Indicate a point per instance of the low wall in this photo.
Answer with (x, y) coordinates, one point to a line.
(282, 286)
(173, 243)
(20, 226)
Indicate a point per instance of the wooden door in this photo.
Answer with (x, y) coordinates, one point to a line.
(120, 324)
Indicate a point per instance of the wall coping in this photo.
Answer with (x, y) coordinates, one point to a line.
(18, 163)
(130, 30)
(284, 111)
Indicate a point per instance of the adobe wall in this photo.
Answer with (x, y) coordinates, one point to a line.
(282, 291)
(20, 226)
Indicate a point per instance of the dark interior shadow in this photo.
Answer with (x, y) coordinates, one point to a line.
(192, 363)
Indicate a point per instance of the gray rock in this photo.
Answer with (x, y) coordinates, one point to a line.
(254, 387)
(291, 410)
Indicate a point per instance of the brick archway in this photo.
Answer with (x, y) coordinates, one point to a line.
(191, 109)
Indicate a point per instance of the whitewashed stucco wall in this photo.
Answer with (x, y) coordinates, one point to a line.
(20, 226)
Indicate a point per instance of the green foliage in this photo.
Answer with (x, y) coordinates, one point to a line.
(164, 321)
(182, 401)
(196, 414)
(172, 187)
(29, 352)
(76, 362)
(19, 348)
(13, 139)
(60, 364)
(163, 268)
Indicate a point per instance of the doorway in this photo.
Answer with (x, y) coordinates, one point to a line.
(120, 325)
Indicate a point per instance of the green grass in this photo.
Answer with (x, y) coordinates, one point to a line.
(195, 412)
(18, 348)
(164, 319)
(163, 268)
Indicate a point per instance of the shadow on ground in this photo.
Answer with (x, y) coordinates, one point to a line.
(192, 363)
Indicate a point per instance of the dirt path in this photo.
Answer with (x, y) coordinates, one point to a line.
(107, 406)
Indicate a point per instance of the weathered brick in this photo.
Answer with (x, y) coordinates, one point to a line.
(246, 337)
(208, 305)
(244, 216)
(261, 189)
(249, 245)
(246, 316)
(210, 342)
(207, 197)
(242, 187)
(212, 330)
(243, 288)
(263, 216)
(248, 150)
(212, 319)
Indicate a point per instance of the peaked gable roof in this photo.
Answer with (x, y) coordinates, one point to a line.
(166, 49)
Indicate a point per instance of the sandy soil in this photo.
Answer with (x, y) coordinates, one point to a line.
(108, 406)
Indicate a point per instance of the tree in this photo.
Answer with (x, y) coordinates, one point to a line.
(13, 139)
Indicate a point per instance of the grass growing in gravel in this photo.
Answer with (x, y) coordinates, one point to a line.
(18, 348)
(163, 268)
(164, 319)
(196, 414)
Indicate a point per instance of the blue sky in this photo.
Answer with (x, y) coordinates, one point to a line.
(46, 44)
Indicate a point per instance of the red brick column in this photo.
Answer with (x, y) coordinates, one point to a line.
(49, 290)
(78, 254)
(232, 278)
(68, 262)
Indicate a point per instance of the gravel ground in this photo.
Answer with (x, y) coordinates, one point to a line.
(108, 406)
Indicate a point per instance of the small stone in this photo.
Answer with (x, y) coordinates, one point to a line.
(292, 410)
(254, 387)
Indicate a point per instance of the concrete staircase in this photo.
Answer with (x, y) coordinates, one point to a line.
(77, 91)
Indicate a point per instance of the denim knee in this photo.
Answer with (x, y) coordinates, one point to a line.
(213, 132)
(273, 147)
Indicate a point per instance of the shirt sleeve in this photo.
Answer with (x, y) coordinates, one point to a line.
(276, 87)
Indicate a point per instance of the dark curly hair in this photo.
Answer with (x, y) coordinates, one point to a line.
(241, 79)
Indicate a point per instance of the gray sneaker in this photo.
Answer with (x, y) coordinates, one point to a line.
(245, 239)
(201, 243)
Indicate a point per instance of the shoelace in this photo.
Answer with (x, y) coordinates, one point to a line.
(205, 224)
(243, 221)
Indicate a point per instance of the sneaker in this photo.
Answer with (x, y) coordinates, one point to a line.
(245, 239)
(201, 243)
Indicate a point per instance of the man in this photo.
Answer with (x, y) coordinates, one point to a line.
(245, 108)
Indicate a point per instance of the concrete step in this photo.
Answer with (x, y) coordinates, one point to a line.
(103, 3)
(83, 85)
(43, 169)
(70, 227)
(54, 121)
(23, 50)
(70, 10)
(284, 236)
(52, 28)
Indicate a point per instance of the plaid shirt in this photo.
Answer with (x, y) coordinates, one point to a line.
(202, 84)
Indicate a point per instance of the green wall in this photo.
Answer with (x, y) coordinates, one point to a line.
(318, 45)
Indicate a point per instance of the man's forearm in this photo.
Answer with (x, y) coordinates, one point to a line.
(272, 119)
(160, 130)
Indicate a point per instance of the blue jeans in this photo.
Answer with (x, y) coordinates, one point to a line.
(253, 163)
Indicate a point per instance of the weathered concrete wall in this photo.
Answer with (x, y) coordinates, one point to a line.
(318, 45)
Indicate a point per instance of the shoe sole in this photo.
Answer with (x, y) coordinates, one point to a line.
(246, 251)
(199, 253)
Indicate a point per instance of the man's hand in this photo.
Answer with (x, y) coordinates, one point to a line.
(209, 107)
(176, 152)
══════════════════════════════
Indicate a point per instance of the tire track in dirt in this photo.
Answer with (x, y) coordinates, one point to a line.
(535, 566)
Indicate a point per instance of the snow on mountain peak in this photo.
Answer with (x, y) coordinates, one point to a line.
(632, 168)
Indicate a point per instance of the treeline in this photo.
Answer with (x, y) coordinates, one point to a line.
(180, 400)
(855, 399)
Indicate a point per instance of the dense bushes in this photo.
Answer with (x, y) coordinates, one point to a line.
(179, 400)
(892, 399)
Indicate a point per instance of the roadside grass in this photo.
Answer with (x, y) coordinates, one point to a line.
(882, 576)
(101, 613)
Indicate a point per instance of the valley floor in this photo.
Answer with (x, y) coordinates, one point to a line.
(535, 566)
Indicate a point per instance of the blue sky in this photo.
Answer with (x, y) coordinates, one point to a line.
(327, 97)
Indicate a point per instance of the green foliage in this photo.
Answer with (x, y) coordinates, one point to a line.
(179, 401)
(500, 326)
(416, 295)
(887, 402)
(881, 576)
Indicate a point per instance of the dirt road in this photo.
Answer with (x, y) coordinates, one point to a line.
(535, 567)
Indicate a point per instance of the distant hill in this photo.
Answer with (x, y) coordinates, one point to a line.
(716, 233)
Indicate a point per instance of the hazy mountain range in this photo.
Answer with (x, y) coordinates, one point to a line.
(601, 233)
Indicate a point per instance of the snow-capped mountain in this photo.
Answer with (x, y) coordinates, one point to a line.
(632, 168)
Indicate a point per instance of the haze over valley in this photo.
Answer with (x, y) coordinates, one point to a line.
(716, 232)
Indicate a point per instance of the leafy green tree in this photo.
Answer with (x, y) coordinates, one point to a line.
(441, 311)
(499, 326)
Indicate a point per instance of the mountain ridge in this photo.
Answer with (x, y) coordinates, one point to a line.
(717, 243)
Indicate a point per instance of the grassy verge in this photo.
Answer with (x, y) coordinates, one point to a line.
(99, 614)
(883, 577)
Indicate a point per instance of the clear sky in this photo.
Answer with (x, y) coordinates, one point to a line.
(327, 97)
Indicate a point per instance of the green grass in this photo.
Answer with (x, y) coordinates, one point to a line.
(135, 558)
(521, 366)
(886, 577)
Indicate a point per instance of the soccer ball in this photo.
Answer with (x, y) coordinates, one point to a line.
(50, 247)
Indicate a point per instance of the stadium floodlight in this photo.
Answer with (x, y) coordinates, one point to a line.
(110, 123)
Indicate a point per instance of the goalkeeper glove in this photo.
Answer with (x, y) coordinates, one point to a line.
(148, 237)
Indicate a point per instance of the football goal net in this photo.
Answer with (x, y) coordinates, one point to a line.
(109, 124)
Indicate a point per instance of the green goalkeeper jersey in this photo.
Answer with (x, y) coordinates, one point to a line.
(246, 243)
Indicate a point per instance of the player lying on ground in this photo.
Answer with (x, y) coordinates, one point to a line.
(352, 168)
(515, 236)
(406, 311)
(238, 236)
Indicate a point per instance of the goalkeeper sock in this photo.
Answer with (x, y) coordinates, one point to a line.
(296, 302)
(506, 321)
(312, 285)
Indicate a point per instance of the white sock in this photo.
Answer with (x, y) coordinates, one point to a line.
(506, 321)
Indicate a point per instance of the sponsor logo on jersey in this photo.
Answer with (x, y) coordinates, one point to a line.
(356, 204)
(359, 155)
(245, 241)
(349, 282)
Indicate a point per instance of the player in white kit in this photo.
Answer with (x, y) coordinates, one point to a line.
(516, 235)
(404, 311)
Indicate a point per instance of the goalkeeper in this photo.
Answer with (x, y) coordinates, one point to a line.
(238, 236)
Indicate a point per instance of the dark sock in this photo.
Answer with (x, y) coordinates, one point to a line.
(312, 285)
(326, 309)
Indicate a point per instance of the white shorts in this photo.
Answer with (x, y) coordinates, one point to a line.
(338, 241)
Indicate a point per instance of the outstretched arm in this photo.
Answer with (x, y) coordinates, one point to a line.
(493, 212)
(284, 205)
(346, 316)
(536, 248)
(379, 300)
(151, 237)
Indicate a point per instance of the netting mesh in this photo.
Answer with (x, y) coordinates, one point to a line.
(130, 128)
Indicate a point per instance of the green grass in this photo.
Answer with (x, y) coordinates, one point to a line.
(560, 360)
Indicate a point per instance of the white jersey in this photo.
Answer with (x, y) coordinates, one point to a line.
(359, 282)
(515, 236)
══════════════════════════════
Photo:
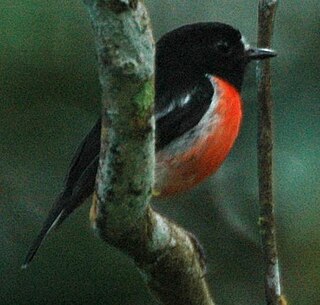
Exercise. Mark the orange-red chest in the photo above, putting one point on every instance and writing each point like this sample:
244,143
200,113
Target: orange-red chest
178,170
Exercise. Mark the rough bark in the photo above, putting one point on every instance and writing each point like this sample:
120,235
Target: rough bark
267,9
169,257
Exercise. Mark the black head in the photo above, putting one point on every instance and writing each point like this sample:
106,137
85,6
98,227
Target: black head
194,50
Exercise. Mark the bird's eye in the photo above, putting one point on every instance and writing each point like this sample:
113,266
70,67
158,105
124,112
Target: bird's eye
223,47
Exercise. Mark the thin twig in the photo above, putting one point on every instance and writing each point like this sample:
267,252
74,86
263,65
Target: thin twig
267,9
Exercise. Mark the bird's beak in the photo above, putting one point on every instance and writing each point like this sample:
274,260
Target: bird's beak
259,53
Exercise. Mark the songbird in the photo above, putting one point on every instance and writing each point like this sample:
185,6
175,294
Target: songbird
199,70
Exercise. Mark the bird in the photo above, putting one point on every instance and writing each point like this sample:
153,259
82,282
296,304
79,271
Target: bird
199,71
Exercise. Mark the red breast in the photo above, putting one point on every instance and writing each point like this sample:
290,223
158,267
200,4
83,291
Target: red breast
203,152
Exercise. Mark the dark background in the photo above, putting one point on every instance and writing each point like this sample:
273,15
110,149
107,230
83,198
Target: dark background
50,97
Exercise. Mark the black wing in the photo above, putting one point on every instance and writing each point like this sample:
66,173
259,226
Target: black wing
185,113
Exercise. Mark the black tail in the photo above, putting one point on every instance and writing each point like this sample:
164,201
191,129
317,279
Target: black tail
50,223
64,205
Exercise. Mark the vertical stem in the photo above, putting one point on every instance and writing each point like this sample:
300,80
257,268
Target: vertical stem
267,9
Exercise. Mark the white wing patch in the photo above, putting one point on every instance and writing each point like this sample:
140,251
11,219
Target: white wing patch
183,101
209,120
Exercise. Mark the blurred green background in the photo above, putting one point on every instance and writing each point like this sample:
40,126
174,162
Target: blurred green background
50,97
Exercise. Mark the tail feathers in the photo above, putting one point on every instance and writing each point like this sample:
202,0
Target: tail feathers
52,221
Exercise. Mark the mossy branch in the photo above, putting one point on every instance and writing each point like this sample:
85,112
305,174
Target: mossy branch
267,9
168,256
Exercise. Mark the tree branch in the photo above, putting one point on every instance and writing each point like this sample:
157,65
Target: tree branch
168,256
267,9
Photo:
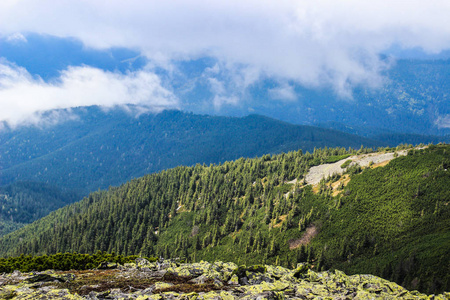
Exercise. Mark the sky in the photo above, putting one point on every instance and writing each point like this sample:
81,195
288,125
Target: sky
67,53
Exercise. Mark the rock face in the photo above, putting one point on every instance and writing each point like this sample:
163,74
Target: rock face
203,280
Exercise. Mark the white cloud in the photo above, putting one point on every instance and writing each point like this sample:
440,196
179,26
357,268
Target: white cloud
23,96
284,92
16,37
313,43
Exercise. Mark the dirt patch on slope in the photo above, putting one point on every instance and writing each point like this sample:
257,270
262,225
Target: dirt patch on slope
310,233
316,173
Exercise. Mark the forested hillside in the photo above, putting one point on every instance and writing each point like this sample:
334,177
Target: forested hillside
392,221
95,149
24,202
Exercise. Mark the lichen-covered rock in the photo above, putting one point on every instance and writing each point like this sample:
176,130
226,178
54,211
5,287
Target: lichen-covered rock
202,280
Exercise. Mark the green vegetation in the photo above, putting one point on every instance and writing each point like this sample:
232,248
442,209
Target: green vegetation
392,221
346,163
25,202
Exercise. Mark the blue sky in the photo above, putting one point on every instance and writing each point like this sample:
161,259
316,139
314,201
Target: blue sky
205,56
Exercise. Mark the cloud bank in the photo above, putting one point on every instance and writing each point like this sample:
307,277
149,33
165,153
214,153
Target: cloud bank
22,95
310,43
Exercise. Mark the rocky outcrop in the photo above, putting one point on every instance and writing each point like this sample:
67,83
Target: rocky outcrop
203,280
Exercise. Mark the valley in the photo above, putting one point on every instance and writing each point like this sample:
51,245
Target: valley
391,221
══════════════════════════════
Written exercise -
Please report every line in the entries above that contains the word "vegetation", copying each such line in full. Case counts when matching.

Result of this task -
Exercise. Mark the green vegetation in the photo above, putting one point on every instance and writing each point like this sample:
Target: green vegetation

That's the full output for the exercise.